_Task item_:
All of the data should be restated word for word, with the pictures omitted.

_Record excerpts_:

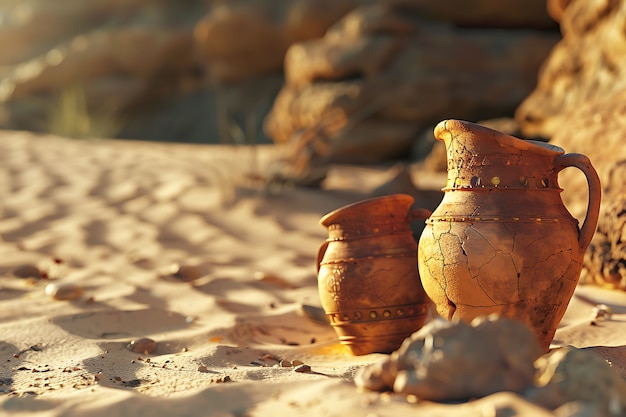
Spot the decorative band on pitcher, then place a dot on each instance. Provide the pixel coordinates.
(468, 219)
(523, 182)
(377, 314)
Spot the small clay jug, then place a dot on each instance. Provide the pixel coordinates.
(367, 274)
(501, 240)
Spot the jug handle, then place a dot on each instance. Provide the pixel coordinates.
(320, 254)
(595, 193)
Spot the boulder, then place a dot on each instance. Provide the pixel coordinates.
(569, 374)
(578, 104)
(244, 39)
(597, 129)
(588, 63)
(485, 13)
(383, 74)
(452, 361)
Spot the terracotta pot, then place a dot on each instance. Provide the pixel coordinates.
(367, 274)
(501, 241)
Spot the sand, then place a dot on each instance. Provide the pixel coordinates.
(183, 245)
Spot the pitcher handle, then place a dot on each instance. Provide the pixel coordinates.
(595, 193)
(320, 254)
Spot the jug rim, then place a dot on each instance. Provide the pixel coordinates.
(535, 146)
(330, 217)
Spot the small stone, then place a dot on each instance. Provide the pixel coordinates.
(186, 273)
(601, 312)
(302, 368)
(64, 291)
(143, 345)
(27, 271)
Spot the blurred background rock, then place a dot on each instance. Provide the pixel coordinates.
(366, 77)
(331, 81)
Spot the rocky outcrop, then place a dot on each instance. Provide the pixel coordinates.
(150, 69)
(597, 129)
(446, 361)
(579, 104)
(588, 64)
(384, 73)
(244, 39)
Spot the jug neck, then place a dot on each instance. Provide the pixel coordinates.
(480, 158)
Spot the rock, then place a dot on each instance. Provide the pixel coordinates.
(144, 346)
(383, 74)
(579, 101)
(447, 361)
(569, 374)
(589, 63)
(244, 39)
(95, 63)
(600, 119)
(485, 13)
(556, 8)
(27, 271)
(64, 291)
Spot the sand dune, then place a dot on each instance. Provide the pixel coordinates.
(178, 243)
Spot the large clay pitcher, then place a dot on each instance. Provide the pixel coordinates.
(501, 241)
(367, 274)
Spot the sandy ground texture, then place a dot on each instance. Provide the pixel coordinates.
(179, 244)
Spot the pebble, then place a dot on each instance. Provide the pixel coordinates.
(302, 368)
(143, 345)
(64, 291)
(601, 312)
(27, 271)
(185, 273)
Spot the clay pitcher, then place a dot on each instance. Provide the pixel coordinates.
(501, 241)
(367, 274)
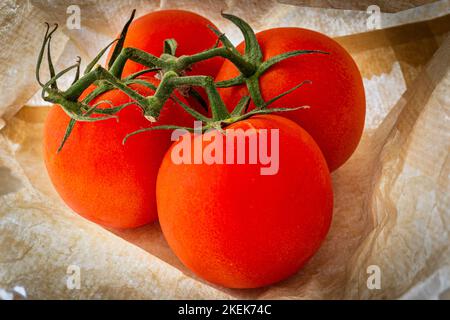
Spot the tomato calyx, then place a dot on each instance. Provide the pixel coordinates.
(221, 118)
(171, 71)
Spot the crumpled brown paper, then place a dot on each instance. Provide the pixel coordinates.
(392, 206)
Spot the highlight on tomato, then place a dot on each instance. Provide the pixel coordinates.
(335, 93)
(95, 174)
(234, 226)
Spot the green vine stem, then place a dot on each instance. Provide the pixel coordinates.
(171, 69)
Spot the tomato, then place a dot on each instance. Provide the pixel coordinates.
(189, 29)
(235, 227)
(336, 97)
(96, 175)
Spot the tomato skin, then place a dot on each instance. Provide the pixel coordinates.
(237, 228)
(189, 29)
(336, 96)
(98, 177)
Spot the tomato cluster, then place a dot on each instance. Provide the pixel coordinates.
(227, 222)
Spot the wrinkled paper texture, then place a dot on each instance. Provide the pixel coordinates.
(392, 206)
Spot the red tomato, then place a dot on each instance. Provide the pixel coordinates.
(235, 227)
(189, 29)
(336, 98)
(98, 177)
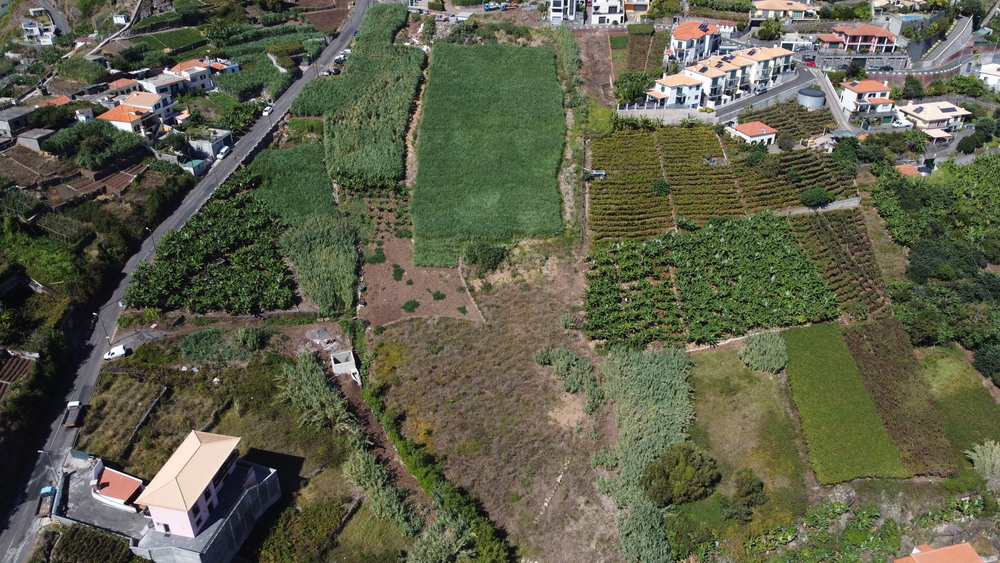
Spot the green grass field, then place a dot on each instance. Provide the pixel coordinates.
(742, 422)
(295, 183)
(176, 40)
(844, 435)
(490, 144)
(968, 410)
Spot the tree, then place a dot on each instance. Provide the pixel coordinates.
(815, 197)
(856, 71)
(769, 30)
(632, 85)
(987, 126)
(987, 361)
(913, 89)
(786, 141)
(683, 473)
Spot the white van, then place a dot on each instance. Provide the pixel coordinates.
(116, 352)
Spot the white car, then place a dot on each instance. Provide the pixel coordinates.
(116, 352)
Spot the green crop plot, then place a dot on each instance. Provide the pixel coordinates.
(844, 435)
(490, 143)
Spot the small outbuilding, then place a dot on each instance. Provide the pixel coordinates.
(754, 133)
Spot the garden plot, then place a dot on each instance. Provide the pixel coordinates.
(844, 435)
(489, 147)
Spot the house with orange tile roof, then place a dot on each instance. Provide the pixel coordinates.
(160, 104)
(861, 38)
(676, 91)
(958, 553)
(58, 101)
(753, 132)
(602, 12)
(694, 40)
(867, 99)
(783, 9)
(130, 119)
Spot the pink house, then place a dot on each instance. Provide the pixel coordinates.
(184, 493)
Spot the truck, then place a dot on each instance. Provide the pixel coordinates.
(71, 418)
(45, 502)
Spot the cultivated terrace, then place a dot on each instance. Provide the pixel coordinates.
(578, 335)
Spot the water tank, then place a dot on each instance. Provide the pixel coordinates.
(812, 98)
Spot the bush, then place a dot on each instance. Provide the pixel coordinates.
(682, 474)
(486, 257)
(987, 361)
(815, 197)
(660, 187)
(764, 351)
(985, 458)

_Result of the exercise_:
Spot the decorative band on pitcher, then place a dot on each instance. Provide the pixel coordinates.
(468, 219)
(523, 182)
(377, 314)
Spot the small clay jug, then place a dot on each instance. Provide the pixel coordinates.
(367, 274)
(501, 240)
Spot the jug handle, then place a dot on each instance. Provide the pixel coordinates.
(320, 254)
(595, 193)
Spot the boulder, then place a dot on each instance. Provide the pixel coordinates.
(569, 374)
(578, 104)
(244, 39)
(597, 129)
(588, 63)
(485, 13)
(383, 74)
(452, 361)
Spot the terracotta pot, then place a dot on each instance. Provide the pixel coordinates.
(367, 274)
(501, 241)
Spot the sand, then place a dot on each instance. Provide the pixel coordinates.
(183, 245)
Spot the pitcher handle, then place a dot on each instance. Provide the pixel coordinates.
(595, 193)
(320, 254)
Spot the jug rim, then place a dot on each instance. Provide the pixel coordinates.
(535, 146)
(330, 217)
Spot the small stone, then place a dot on each instance. Provide the pixel coordinates.
(186, 273)
(601, 312)
(302, 368)
(64, 291)
(143, 345)
(27, 271)
Spot the blurred background rock, then place a dot on each instance. Provide the pixel coordinates.
(366, 77)
(331, 81)
Spot the rocky outcrop, then place a dot on each instance. Provide the pixel coordinates.
(150, 69)
(597, 129)
(446, 361)
(579, 104)
(588, 64)
(384, 73)
(244, 39)
Spot the jug neck, then place a dot on each instance. Provide the pixel coordinates.
(480, 158)
Spot the rock, then place a dot on each instance. Provide the pixel coordinates.
(144, 346)
(383, 74)
(579, 101)
(447, 361)
(569, 374)
(589, 63)
(244, 39)
(95, 63)
(600, 119)
(485, 13)
(556, 8)
(27, 271)
(64, 291)
Spot the sand dune, then place a dot on each instance. Provide the pixel coordinates.
(178, 243)
Spot the large clay pitcher, then place a dot on each instance. Provide the pixel coordinates.
(501, 241)
(367, 274)
Spot the sandy ground texture, then place a dot on each instance. Provide the pixel coordinates.
(179, 244)
Spot the pebble, then place a dot on each instance. Provide the pixel coordinates.
(302, 368)
(143, 345)
(64, 291)
(601, 312)
(27, 271)
(185, 273)
Spot the clay pitcher, then place a dot on each instance. Provide the pixel coordinates.
(501, 241)
(367, 274)
Spot the tomato calyx, then place a dot on each instance. Provide the pixel coordinates.
(221, 118)
(171, 71)
Spot the crumpled brown paper, then place a dot on each instance. Provide the pixel coordinates.
(392, 206)
Spot the highlight on tomato, then place a dot on each instance. Provide the pixel coordinates.
(335, 93)
(95, 174)
(234, 226)
Spot the green vine stem, then place a dot on each instance. Provide the pixel coordinates.
(171, 69)
Spot the tomato, then place a dot on each instance. Provide the pixel coordinates.
(189, 29)
(235, 227)
(336, 97)
(96, 175)
Spot the tomato skin, then place a dot on each instance. Provide the pixel coordinates.
(237, 228)
(189, 29)
(336, 96)
(98, 177)
Spot the tomato cluster, then place a dot on each instance. Provide the pixel coordinates.
(227, 222)
Spot the wrinkled paper texture, then place a dot on each instance. Provide the pixel coordinates.
(392, 206)
Spot the red tomato, then place a dot on each instance. Provide the pixel coordinates.
(235, 227)
(189, 29)
(336, 98)
(98, 177)
Spot the green grass field, then place a dot on each instance. Provide the pixel coordinates.
(742, 422)
(295, 183)
(176, 40)
(844, 435)
(490, 144)
(968, 410)
Spot the tree, then place a dot on each instance. Provide the pixel coordinates.
(815, 197)
(856, 71)
(769, 30)
(632, 85)
(987, 126)
(987, 361)
(913, 89)
(786, 141)
(683, 473)
Spot the white van, then place a dot on each instance. Provide the pixel coordinates.
(116, 352)
Spot the white car, then place a dot on each instance. Provide the pixel coordinates.
(116, 352)
Spot the green crop plot, then place a dot on each instance. Provide the pixel coordinates.
(844, 435)
(490, 143)
Spot the small outbuilding, then place a dot on each instance. Provide the pixel coordinates.
(754, 133)
Spot the garden plot, then place a dot on each instance. Provide the pixel coordinates.
(844, 435)
(489, 147)
Spot the house with orange tile roof, then place a dot on each instance. Provide the pixel coordinates.
(160, 104)
(861, 38)
(676, 91)
(958, 553)
(58, 101)
(753, 132)
(602, 12)
(694, 40)
(867, 99)
(783, 9)
(130, 119)
Spot the pink house, then place a dot on each instance. Provide the pixel coordinates.
(184, 493)
Spot the truck, then place a dot on each instance. Provide the pixel coordinates.
(71, 418)
(45, 502)
Spot the cultivated terrace, then place a dot on each instance. Provide the pixel coordinates.
(578, 335)
Spot the water tank, then place a dot on each instance. Provide the pixel coordinates.
(812, 98)
Spot the bush, then place a dot on each instance. Provide the pixel coordinates.
(682, 474)
(486, 257)
(987, 361)
(815, 197)
(660, 187)
(764, 351)
(985, 458)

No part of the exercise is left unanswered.